* [Exercise materials]:

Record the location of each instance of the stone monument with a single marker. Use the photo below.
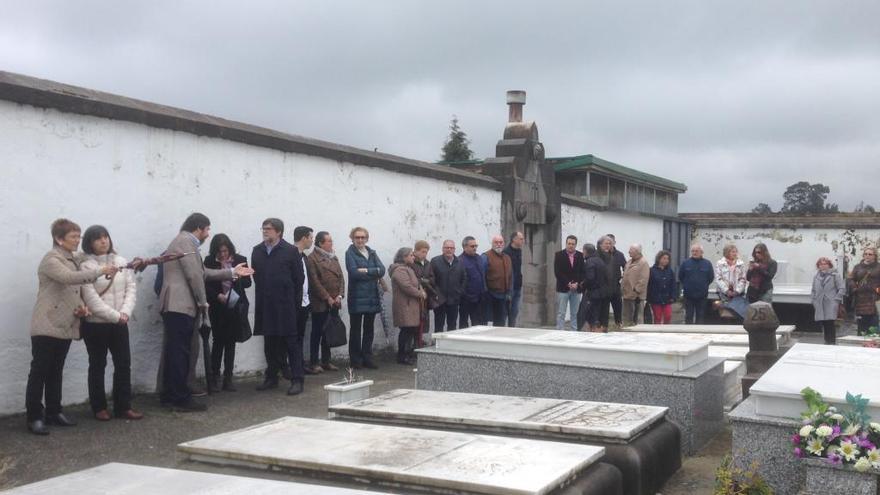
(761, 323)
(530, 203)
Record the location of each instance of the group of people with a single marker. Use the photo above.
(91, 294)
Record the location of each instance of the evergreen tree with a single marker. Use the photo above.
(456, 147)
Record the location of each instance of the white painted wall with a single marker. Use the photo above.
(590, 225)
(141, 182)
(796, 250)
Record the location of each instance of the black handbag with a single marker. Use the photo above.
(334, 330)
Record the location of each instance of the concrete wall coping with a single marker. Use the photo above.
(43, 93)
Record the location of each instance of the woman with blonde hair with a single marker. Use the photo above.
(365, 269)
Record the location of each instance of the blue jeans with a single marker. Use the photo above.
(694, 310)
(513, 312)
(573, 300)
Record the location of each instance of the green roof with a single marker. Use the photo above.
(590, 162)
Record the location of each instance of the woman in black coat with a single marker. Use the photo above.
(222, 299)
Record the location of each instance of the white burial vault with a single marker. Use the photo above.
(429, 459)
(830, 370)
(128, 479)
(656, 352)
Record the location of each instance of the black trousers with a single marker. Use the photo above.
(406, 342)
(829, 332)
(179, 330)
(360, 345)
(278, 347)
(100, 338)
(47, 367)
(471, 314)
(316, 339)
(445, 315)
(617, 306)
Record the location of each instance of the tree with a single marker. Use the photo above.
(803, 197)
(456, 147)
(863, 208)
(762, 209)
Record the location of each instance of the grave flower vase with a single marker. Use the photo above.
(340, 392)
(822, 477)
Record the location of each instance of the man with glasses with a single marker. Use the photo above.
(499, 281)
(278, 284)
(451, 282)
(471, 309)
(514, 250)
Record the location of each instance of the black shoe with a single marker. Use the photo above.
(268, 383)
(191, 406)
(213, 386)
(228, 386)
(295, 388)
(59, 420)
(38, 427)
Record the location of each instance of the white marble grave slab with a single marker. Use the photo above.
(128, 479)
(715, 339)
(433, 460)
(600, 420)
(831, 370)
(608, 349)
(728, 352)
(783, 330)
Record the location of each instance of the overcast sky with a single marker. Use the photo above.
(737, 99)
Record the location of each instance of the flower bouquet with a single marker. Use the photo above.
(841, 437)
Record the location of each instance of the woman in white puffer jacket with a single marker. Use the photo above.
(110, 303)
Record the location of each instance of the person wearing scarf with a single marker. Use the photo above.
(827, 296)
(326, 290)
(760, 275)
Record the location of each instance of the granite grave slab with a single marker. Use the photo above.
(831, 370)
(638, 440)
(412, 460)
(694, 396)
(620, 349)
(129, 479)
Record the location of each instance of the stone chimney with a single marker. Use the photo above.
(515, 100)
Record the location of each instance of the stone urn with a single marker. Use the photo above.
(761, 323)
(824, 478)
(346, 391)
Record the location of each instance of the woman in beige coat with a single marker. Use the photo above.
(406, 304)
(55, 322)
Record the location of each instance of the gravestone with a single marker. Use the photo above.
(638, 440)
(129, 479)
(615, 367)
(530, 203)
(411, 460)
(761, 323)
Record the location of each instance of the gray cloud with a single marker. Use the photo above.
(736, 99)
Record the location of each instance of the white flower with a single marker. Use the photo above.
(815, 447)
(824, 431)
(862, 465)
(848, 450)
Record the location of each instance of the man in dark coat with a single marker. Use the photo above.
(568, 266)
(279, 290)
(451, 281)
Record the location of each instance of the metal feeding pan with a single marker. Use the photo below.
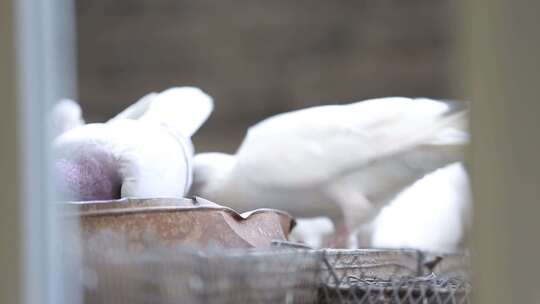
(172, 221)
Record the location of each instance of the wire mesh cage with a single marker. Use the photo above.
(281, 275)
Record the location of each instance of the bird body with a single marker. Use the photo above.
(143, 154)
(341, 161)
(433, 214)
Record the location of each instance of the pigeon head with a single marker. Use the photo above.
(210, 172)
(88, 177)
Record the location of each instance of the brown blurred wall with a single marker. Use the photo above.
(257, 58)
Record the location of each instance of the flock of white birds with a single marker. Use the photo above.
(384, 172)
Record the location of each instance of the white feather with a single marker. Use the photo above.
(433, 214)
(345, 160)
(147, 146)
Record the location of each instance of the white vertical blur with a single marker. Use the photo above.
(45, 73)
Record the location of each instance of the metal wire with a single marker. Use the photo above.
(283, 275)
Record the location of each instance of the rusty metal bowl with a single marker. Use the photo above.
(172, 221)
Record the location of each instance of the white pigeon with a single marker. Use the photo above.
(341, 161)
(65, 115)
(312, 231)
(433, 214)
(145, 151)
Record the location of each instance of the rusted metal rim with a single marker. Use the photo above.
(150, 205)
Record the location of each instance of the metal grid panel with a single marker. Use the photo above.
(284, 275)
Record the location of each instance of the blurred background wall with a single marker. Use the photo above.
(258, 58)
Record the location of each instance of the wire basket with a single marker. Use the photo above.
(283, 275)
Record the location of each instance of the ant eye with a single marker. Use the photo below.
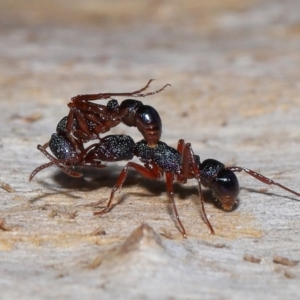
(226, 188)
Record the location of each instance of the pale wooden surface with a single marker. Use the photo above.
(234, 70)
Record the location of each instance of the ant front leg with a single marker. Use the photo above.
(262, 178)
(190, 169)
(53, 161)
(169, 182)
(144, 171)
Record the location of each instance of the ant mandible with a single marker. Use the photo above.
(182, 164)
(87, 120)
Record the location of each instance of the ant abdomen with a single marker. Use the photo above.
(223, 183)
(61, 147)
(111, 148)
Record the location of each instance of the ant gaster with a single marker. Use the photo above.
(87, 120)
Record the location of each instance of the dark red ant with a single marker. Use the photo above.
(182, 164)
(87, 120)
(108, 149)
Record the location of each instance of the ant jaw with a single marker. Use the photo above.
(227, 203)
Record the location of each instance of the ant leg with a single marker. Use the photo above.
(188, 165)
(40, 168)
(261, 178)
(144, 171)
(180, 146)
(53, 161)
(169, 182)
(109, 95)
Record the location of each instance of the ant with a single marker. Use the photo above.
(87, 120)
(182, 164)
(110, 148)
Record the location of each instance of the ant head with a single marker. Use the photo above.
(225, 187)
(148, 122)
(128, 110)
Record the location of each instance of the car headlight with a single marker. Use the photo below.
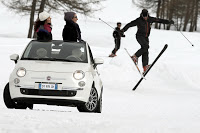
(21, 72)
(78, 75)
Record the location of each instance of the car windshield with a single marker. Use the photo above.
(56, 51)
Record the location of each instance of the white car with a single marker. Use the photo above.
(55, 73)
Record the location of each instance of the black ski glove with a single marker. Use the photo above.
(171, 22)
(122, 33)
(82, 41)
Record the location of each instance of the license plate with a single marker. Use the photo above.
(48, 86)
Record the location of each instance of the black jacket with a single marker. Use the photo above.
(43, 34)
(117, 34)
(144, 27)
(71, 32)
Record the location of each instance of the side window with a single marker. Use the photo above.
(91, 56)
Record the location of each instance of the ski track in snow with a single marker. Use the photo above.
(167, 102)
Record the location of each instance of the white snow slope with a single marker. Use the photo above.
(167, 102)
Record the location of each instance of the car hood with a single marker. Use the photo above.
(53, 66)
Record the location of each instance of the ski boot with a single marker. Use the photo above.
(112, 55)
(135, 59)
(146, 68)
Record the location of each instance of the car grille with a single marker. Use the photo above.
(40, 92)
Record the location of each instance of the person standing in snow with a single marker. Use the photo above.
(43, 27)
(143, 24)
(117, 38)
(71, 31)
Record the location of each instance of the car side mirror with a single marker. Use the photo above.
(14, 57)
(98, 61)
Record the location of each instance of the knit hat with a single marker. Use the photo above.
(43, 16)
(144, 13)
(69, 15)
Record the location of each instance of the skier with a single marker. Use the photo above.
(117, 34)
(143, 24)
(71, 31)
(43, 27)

* [What is expected]: Copy out each line word for word, please, skipping the images.

* [Solution to the problem]:
Record the location of each instance of the stone monument with a single marker. Use the photo below.
(761, 323)
(530, 203)
Record the location of each instance of the group of people with a single marker. Use the photo above.
(91, 294)
Record the location of each instance of the evergreen tree with a single marker. Use the photo above.
(456, 147)
Record the location of each instance of the white painted wall with a single marker. Use the photo above.
(590, 225)
(141, 182)
(796, 250)
Record the location of each instance of the black handbag with a single marker. Use the photo above.
(334, 330)
Record the location of each instance of the concrete wall coping with a single marker. Use the photo above.
(43, 93)
Record the location of each instance of the woman with blonde hair with a single marker. Use the photo above.
(365, 269)
Record the location of each instance of the blue jeans with a single marker. Use the photo above.
(694, 310)
(513, 312)
(573, 300)
Record the location of each instance of the green roof with a single marker. Use the photo above.
(590, 162)
Record the location of each instance of the woman in black coat with a single marker. Use the photo above.
(222, 299)
Record the location of each instance of the white burial vault with a single marker. Use the photo above.
(429, 459)
(830, 370)
(128, 479)
(656, 352)
Record the location of each instance of the black trousers with a single marker. Use the photo above.
(406, 342)
(829, 332)
(179, 330)
(360, 345)
(278, 347)
(100, 338)
(47, 367)
(471, 314)
(316, 339)
(445, 315)
(617, 306)
Record the location of each instance of the tree with a single marker. Use the photo above.
(803, 197)
(456, 147)
(863, 208)
(762, 209)
Record the location of each instance of the grave flower vase with a single marker. Use the photo above.
(340, 392)
(822, 477)
Record the location of each instance of the man with glasses with a single marker. Use the photo above.
(499, 281)
(278, 284)
(451, 282)
(471, 309)
(514, 250)
Record the location of each instance of the black shoe with a single marker. Use the photo above.
(268, 383)
(191, 406)
(213, 386)
(228, 386)
(295, 388)
(59, 420)
(38, 427)
Record the location of each instance of the white marble grave slab with a single marker. Use the photo above.
(128, 479)
(715, 339)
(433, 460)
(600, 420)
(831, 370)
(608, 349)
(728, 352)
(783, 330)
Record the location of each instance of the overcast sky with a single marker. Use the photo above.
(737, 99)
Record the location of each instance of the flower bouquet with a single marker. Use the photo above.
(841, 437)
Record the location of each instance of the woman in white puffer jacket with a single marker. Use the photo above.
(110, 303)
Record the location of each instance of the person wearing scarf with a single marker. Use the photo above.
(827, 296)
(326, 290)
(760, 275)
Record the location of each instance of the granite grave slab with a single marker. Use the photo above.
(831, 370)
(638, 440)
(412, 460)
(694, 396)
(620, 349)
(129, 479)
Record the location of each instance of the stone chimney with a single marker. Use the photo above.
(515, 100)
Record the location of each instance of the stone urn with a single marker. Use the photo above.
(761, 323)
(824, 478)
(346, 391)
Record the location of each instance of the woman in beige coat with a single marker. Use the photo above.
(406, 304)
(55, 322)
Record the location of each instance of the gravestone with a single marker. Use the photo above.
(638, 440)
(129, 479)
(615, 367)
(530, 203)
(411, 460)
(761, 323)
Record the location of each instance of the gray cloud with a single marker. Use the photo above.
(736, 99)
Record the location of each instance of the white flower with a single marker. Use the photo above.
(815, 447)
(824, 431)
(862, 465)
(848, 450)
Record the location of each instance of the man in dark coat with a single marker. Use the photo above.
(568, 266)
(279, 290)
(451, 281)
Record the location of each instance of the metal feeding pan with a single marker. Use the photo below.
(172, 221)
Record the location of each instance of the wire mesh cage with a single marker. Use the photo above.
(281, 275)
Record the location of each instance of the bird body with a single marker. Use the photo above.
(143, 154)
(341, 161)
(433, 214)
Record the location of each instance of the pigeon head with a single marker. Use the photo above.
(210, 172)
(88, 177)
Record the location of each instance of the brown blurred wall with a single marker. Use the photo above.
(257, 58)
Record the location of each instance of the flock of white birds with a single marker. Use the photo above.
(384, 172)
Record the location of each instance of the white feather with a single marker. Use the photo above.
(433, 214)
(345, 160)
(147, 146)
Record the location of each instance of the white vertical blur with a single marker. Use the photo above.
(45, 73)
Record the location of each instance of the metal wire with a single marker. Use the photo above.
(283, 275)
Record the location of each instance of the rusty metal bowl with a single marker. Use the photo above.
(172, 221)
Record the location of each instance of the white pigeon with a single marker. Use the photo above.
(341, 161)
(65, 115)
(312, 231)
(433, 214)
(145, 151)
Record the location of each instance of the rusted metal rim with a single marker. Use the photo above.
(150, 205)
Record the location of each instance of the metal grid panel with a single marker. Use the photo above.
(284, 275)
Record the location of each instance of the blurred background wall with a single marker. Use the photo above.
(258, 58)
Record the location of each instance of the wire basket with a single marker. Use the photo above.
(283, 275)
Record the location of each instance of the ant eye with a single marker. Use the photo below.
(226, 188)
Record the location of each instance of the pale wooden surface with a single marker. Use the photo above.
(234, 70)
Record the location of each instance of the ant front leg with a single marker. Use the photo above.
(262, 178)
(190, 169)
(53, 161)
(169, 182)
(144, 171)
Record the location of each instance of the ant mandible with a single marker. Use the photo above.
(182, 164)
(87, 120)
Record the location of each instance of the ant abdomen with a single marker. Use the photo above.
(223, 183)
(61, 147)
(111, 148)
Record the location of each instance of the ant gaster with a single marker. Use the photo above.
(87, 120)
Record the location of each instance of the dark red ant with a single marker. Use the photo above.
(182, 164)
(87, 120)
(108, 149)
Record the location of each instance of the ant jaw with a single marker. Use the photo above.
(227, 203)
Record the location of each instance of the ant leg with a single marker. Use the photo above.
(188, 165)
(40, 168)
(261, 178)
(144, 171)
(180, 146)
(53, 161)
(169, 182)
(109, 95)
Record the location of each instance of the ant with a single marker. Use the photo above.
(87, 120)
(182, 164)
(110, 148)
Record the location of each instance of the ant head with a single marker. Use the photo above.
(225, 187)
(148, 122)
(128, 110)
Record the location of each instance of the car headlight with a single marker. Use the photo below.
(21, 72)
(78, 75)
Record the location of each instance of the car windshield with a single marker. Use the photo above.
(56, 51)
Record the location of each instance of the white car with a single marker. Use the photo above.
(55, 73)
Record the location of each instance of the black ski glove with a single marker. Use the photo above.
(171, 22)
(122, 33)
(82, 41)
Record the location of each instance of the license plate with a single marker. Use the photo above.
(48, 86)
Record the location of each instance of the black jacket with a single marker. Use the photo above.
(43, 34)
(117, 34)
(144, 27)
(71, 32)
Record the location of each instance of the side window with a single marker. Use the photo above.
(91, 56)
Record the location of each instance of the ski track in snow with a single marker. Use the photo above.
(167, 102)
Record the location of each instance of the white snow slope with a single marker. Use the photo above.
(167, 102)
Record the location of each instance of the car hood with a single marker. Use the photo above.
(53, 66)
Record the location of each instance of the ski boot with a single marker. Use the photo above.
(112, 55)
(135, 59)
(146, 68)
Record the location of each instance of the car grille with a single marker. Use the photo above.
(40, 92)
Record the location of each instance of the person standing in snow with a single marker. Use the photo above.
(43, 27)
(143, 24)
(117, 38)
(71, 31)
Record the location of each instance of the car side mirror with a single marker. Use the photo above.
(14, 57)
(98, 61)
Record the location of each instance of the knit hat with a single marker. Use the photo above.
(43, 16)
(144, 13)
(69, 15)
Record the location of each instance of the skier with a single marker. Use the photo above.
(117, 34)
(143, 24)
(71, 31)
(43, 27)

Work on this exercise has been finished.